*Task to carry out*.
Reproduce every one of the records below word for word, leaving the pictures out of your answer.

*Dataset excerpts*.
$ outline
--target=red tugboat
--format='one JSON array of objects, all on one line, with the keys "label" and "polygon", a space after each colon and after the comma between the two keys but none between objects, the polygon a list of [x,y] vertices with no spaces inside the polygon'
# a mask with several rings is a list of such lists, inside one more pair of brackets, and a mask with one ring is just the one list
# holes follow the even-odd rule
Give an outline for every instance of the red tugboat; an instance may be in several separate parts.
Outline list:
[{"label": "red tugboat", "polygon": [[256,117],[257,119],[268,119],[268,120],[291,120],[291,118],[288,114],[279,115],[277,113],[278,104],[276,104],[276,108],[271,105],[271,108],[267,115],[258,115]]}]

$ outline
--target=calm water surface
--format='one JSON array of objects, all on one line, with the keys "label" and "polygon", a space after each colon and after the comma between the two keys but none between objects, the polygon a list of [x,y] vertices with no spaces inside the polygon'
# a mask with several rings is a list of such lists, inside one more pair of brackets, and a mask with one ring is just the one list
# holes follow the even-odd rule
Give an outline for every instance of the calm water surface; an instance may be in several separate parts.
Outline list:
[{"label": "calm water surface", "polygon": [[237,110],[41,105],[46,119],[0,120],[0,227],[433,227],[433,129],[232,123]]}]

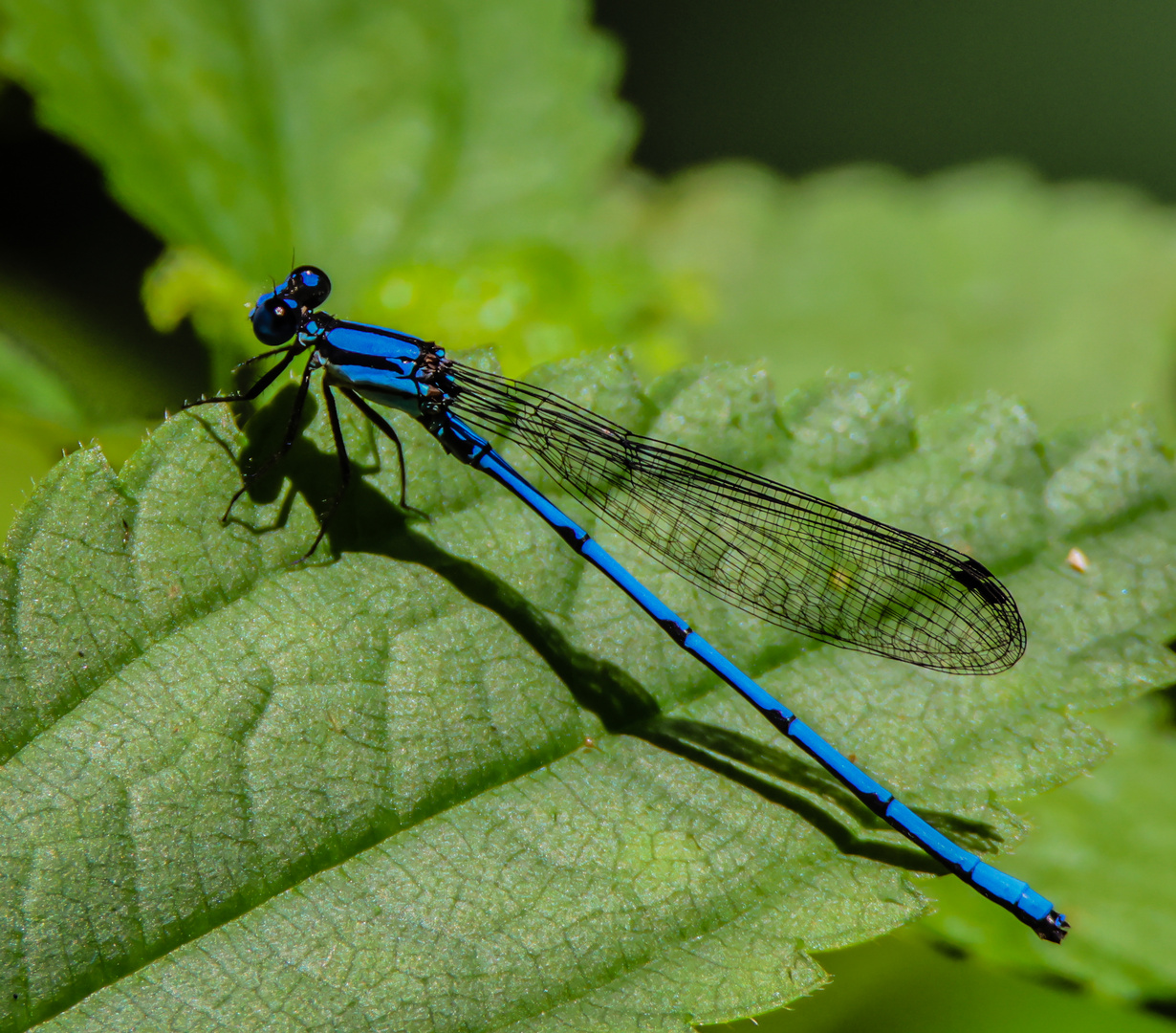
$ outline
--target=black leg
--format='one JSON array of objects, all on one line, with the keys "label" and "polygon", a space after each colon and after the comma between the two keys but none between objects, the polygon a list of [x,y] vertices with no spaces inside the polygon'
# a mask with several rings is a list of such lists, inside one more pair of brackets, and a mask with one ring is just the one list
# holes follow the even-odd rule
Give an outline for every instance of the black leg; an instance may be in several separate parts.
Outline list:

*Written response*.
$ outline
--target=red tugboat
--format='one JSON array of objects, all on one line, with the keys "label" and "polygon", a space after each colon and after the comma between the two keys but none between objects, the polygon a list of [x,y] vertices with no spaces inside the polygon'
# a mask with several rings is a list of such lists, inside one more pair of brackets, and a mask with one ring is just the one list
# holes follow the even-odd rule
Give an outline for every instance of the red tugboat; an instance may be in several separate parts.
Outline list:
[{"label": "red tugboat", "polygon": [[256,117],[257,119],[268,119],[268,120],[291,120],[291,118],[288,114],[279,115],[277,113],[278,104],[276,104],[276,108],[271,105],[271,108],[267,115],[258,115]]}]

$ outline
--target=calm water surface
--format='one JSON array of objects, all on one line, with the keys "label" and "polygon", a space after each colon and after the comma between the two keys but none between objects, the polygon a list of [x,y] vertices with no spaces inside the polygon'
# a mask with several rings is a list of such lists, inside one more pair of brackets, and a mask with one ring is just the one list
# holes follow the even-odd rule
Give an outline for every instance of the calm water surface; an instance may be in several separate parts.
Outline list:
[{"label": "calm water surface", "polygon": [[237,110],[41,105],[46,119],[0,120],[0,227],[433,227],[433,129],[232,123]]}]

$ outline
--target=black leg
--format='one JSON array of objects, all on one line, with the keys "label" and "polygon", a space after each colon and after the comma between the two keys but none between objects, the polygon a list of [x,y] vertices with no spaces inside the polygon'
# a mask with several rings is a list of such lists, inside one more pair of brackets, and a mask with one ring is just the one list
# holes follow the even-odd rule
Give an outline for every instance of the black leg; an instance may be in several separate parts.
Outline list:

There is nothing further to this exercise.